# [WORK ITEM A]
Answer these from the news report on the Istanbul attack:
(i) How many people were wounded in the attack?
(ii) Who said that seven suspects have been detained?
(iii) On what date did the suicide bomber enter Turkey?
Label each answer with its matching numeral.
# [WORK ITEM B]
Transcribe the part of the news report on the Istanbul attack starting with "The bodies of" and going on through "becoming a museum.".

# [PASSAGE TO READ]
Content starts

The remains of 10 German victims killed in Tuesday's terror attack in Istanbul have been flown home for burial. Turkish authorities have detained seven suspects in connection with the attack.
The bodies of those killed in Tuesday's suicide attack in the Turkish city of Istanbul were given a somber send-off. A 10-car cortege carrying the coffins wound its way through the city, from the morgue at a forensic medicine institute to the city's main airport, Ataturk International, where they were placed on an aircraft and flown back to Germany for burial.
Another 17 people, mostly German tourists, were wounded in Tuesday's attack near the famed Blue Mosque and Hagia Sophia, a towering former Byzantine church that was turned into a mosque before later becoming a museum.
Seven suspects have been detained in connection with the attacks, according to Interior Minister Efkan Ala. Turkish authorities have identified the suicide bomber as a 28-year-old Syrian who entered Turkey on January 5 posing as a migrant fleeing the country's civil war.
Prime Minister Ahmet Davutoglu said the man was a member of 'Islamic State' (IS), however, 'IS' has not claimed responsibility for the attack. Still, Davutoglu warned against seeing all migrants as potential terrorists, which he said would play into the hands of the extremists.

Content ends

# [PROVIDED DATA]
Content starts

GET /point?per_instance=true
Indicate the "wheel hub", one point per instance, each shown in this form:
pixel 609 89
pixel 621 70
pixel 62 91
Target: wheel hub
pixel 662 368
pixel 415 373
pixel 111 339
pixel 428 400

Content ends

# [WRITTEN ANSWER A]
(i) 17
(ii) Interior Minister Efkan Ala
(iii) January 5

# [WRITTEN ANSWER B]
The bodies of those killed in Tuesday's suicide attack in the Turkish city of Istanbul were given a somber send-off. A 10-car cortege carrying the coffins wound its way through the city, from the morgue at a forensic medicine institute to the city's main airport, Ataturk International, where they were placed on an aircraft and flown back to Germany for burial.
Another 17 people, mostly German tourists, were wounded in Tuesday's attack near the famed Blue Mosque and Hagia Sophia, a towering former Byzantine church that was turned into a mosque before later becoming a museum.